- [EXERCÍCIOS]:
1. Reescreva em forma de lista o parágrafo do trecho de origem que começa com "Desde Chico" e mantenha seus fatos principais.
2. Prolongue o trecho de origem a partir da frase "Quando chegasse o momento, se chegasse, ele prestaria atenção."

Por telefone, a filha Ana diz que vai se mudar pra Estocolmo.
- Mas lá
é tão frio, e você odeia o frio...
A proposta de trabalho parece imperdível. E Ana está ansiosa por viver num país tão civilizado. Nelson, enfim, aquiesce, com brandura.
- Vou rezar por você.
- Ué? E desde quando você reza?
Desde Chico. Ana morou um bom tempo na Inglaterra, hoje vive em São Paulo e ainda não captara as transformações sofridas pelo pai depois de ele estrelar o filme sobre o médium mais famoso do Brasil.
Nelson reconhece que desprezava esse seu lado. Desprezava, não. Desprezava é muito forte. Só achava que as coisas do espírito não pertenciam a esta vida. Quando chegasse o momento, se chegasse, ele prestaria atenção.

- [LINHAS EXIBIDAS]:
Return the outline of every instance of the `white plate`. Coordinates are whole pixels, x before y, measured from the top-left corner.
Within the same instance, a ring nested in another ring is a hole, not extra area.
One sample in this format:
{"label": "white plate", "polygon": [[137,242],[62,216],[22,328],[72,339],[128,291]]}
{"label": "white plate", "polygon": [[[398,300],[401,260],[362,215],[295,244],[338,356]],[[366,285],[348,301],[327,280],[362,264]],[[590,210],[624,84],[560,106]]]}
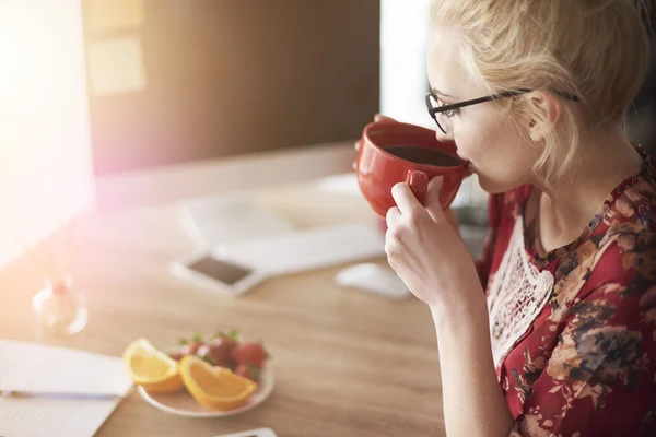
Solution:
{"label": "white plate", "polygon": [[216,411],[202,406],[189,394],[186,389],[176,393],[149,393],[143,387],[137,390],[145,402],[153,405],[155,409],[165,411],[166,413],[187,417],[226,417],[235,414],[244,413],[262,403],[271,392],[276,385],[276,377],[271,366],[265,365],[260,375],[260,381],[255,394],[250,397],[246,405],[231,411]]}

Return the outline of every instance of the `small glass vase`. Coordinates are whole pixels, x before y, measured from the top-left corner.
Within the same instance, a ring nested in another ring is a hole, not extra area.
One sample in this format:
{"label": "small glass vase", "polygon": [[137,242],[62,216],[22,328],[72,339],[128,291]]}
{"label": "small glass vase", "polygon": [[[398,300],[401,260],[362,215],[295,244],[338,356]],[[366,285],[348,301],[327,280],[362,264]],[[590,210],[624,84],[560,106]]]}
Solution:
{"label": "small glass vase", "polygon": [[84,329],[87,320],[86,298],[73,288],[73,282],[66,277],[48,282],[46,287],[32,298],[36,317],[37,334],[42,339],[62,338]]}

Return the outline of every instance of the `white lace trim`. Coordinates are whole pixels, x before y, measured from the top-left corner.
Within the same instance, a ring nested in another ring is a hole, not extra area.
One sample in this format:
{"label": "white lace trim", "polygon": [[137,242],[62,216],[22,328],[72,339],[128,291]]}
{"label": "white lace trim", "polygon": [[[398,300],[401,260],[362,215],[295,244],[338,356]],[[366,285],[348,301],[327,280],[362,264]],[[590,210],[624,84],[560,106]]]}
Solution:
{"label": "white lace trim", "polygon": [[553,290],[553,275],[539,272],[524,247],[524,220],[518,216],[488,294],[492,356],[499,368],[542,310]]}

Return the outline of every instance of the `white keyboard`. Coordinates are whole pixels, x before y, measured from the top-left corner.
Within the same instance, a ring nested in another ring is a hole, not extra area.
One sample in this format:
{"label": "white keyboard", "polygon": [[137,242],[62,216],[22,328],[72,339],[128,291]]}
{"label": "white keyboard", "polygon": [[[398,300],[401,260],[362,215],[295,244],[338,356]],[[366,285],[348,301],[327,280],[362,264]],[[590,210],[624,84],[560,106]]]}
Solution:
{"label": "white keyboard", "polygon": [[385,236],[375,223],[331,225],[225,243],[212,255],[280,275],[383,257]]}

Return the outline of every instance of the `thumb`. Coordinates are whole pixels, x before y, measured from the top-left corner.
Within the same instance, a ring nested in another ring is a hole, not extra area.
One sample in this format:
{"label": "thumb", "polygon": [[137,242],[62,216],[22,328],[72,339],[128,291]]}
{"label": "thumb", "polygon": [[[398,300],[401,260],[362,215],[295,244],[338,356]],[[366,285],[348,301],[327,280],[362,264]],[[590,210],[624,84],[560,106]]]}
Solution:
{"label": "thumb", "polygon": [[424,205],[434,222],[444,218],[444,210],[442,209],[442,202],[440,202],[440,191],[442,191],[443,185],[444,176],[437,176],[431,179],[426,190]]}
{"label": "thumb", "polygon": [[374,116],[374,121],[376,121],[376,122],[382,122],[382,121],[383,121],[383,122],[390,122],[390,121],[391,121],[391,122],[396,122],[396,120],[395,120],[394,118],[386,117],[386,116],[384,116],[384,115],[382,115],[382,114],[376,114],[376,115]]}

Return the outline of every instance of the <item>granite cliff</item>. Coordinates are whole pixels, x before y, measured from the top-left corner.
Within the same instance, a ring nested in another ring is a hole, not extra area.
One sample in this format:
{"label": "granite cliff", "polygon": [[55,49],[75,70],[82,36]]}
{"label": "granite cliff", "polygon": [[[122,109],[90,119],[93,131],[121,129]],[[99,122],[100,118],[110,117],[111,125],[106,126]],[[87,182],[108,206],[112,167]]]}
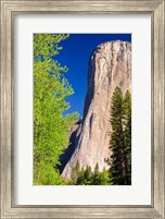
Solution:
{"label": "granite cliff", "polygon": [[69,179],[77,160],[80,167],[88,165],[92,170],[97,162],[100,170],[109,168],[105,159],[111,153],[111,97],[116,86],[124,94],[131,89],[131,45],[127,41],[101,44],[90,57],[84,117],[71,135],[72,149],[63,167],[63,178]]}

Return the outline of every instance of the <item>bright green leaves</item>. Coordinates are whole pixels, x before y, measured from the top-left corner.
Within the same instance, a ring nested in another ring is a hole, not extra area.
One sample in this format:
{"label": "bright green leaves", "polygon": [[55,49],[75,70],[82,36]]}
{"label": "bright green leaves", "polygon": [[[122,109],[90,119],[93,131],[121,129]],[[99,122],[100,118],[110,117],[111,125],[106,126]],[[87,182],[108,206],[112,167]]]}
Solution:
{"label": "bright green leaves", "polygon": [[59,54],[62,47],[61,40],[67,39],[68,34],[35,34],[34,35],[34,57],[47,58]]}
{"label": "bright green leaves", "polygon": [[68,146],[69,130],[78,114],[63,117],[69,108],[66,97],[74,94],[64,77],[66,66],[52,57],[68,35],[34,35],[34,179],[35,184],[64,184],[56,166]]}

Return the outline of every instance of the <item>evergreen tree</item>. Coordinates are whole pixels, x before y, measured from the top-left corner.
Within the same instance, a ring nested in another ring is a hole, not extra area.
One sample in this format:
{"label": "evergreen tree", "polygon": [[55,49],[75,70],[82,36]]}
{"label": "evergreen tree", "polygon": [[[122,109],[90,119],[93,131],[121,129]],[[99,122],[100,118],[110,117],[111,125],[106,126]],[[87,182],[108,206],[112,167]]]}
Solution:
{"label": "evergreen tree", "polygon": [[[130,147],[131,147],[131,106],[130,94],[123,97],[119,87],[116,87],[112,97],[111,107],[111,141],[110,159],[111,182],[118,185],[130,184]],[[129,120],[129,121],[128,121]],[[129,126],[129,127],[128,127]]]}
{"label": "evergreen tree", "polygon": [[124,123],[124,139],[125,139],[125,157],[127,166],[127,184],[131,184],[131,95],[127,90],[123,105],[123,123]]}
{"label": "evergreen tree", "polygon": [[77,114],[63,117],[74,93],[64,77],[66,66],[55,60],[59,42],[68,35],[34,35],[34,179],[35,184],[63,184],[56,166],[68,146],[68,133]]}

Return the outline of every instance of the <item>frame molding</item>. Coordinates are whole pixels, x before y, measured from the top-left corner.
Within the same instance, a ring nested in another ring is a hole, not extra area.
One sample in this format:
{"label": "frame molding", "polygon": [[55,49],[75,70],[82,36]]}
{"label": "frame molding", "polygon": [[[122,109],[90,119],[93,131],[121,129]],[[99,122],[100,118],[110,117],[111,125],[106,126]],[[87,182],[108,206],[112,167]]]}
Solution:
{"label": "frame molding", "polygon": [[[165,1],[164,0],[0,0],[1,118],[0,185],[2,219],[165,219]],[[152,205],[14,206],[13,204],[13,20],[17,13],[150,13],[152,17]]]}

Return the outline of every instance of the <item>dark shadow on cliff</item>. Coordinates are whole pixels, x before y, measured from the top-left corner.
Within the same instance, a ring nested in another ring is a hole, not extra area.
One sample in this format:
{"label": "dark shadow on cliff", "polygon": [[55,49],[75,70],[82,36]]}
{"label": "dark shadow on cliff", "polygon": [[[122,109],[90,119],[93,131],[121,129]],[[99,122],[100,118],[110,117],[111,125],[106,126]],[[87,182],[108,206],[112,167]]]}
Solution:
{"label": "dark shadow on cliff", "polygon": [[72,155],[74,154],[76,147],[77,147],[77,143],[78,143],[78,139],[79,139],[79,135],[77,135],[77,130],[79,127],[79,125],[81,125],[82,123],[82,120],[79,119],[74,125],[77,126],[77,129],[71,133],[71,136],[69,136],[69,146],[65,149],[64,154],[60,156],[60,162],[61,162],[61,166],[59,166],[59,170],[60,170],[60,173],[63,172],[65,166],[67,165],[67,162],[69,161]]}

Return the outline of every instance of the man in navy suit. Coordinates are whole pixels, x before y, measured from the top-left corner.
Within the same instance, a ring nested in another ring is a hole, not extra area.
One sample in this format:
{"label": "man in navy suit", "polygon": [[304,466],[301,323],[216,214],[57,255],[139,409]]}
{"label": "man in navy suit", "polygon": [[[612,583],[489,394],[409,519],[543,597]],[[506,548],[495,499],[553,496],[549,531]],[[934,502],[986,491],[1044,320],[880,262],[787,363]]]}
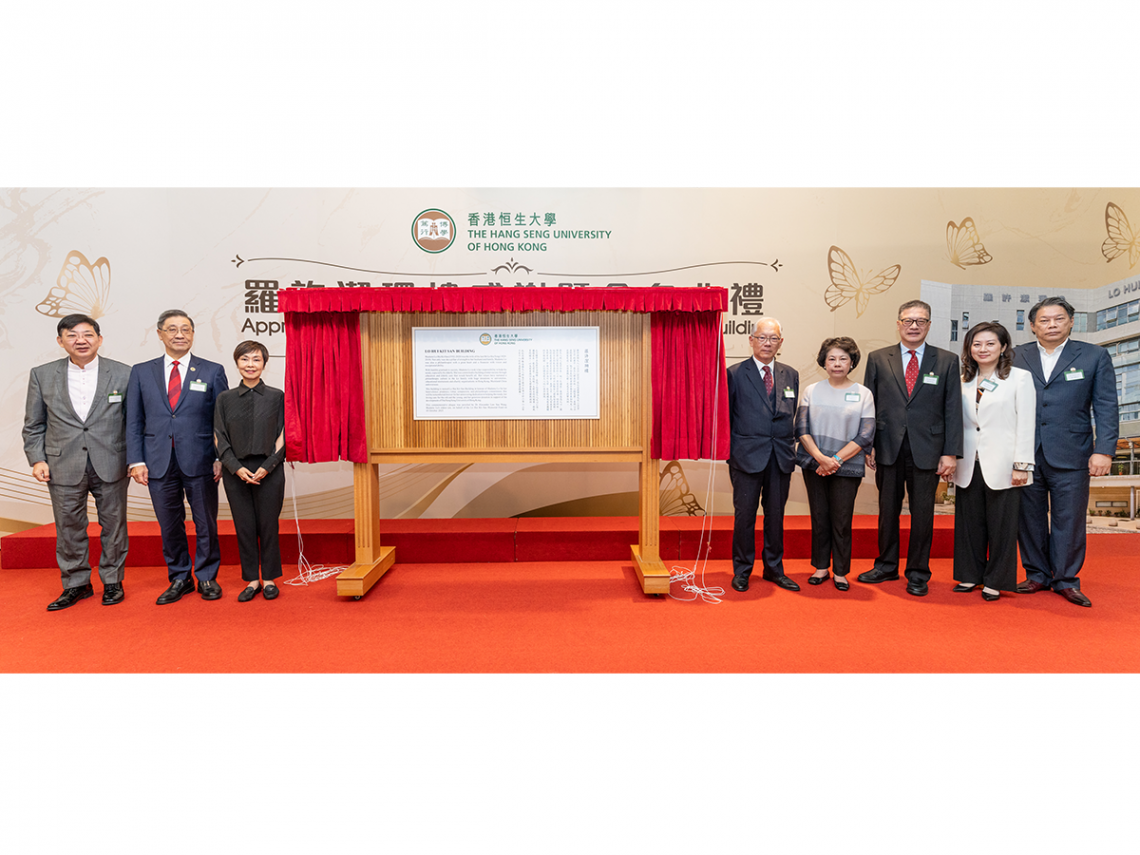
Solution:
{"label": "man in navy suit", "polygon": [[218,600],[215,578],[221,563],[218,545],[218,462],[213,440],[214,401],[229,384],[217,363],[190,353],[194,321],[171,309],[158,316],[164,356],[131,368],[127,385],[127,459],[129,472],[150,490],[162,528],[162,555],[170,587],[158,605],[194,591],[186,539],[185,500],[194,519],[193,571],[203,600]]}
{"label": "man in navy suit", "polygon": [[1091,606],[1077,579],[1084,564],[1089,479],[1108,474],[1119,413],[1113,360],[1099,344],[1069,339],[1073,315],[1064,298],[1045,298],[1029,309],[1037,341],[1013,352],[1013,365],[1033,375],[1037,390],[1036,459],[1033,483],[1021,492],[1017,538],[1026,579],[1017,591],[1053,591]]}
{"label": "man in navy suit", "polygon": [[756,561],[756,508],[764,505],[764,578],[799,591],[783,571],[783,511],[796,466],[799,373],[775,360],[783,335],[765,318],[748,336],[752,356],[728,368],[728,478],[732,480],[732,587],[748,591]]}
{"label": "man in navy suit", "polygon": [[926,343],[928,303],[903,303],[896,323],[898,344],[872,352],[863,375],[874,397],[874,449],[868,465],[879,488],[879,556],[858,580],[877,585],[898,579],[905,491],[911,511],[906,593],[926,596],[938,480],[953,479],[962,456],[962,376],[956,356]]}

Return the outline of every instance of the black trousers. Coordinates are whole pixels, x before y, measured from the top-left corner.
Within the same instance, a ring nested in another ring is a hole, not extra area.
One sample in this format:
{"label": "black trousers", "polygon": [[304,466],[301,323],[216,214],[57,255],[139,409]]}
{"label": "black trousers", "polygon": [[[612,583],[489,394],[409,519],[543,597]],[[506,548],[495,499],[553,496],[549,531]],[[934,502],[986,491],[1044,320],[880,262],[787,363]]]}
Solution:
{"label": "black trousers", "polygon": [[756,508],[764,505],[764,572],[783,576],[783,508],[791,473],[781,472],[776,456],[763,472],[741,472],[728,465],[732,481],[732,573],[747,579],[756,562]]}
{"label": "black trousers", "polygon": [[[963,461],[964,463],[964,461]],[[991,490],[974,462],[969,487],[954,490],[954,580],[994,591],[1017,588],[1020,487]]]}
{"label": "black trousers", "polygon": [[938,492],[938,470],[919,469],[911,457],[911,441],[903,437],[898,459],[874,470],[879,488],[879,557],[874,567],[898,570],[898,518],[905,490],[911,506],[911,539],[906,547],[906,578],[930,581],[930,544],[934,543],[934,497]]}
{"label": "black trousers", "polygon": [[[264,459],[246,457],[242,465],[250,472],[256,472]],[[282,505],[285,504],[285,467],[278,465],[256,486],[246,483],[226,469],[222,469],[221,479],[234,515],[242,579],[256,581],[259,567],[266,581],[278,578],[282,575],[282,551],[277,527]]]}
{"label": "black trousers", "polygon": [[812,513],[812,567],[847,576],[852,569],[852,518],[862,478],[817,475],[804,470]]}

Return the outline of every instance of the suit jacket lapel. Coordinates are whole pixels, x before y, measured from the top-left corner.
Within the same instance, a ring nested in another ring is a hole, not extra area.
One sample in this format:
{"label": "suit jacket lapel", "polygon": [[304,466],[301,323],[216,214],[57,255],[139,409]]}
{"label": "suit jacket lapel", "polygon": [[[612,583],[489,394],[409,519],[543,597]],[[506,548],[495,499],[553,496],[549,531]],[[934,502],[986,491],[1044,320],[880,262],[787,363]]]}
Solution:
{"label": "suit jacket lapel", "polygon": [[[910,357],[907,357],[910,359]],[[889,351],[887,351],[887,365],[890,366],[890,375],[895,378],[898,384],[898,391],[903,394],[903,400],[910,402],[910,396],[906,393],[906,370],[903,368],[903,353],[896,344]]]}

- [RESPOSTAS POR TAREFA]:
1.
- Nelson reza desde Chico.
- Ana morou um bom tempo na Inglaterra e hoje vive em São Paulo.
- Ana ainda não tinha captado as transformações do pai depois que ele estrelou o filme sobre o médium mais famoso do Brasil.

2.
Ocorre que Nelson Xavier é filho de mãe espírita, que o levava ao centro de mesa branca desde que ele usava calça com bainha no joelho. "Vi materializações muito cedo." Mas aquilo lhe parecia desimportante, mesmo porque renegar a fé materna era parte sine qua non de sua autoafirmação. Ocorre também de Nelson ser casado há 22 anos com a atriz e cantora Via Negromonte, mestre de ioga, que há séculos lhe propunha meditar, meditar, meditar. "Não é uma coisa estritamente espiritual, mas é uma disciplina que ajuda, sabe?"
Ocorre ainda - e aqui Nelson pigarreia um pouco - que esse ator, autor e diretor paulistano tem câncer. Não sabe dizer há quanto tempo foi informado disso, mas o médico dera à sua mulher, em segredo, um prognóstico rápido de viuvez. O câncer, no entanto, atingiu a próstata e por ali ficou, bem administrado. "Agora, quando você tem um tipo de doença assim, procura os meios racionais, convencionais ou quaisquer outros que pintem", confessa. Quando o caminho espiritual apareceu, ele (crau!) o agarrou, isso antes do Chico. Então não é que o vidente de Pedro Leopoldo lhe caiu do céu. Quer dizer, caiu, mas ele já estava de braços abertos esperando embaixo.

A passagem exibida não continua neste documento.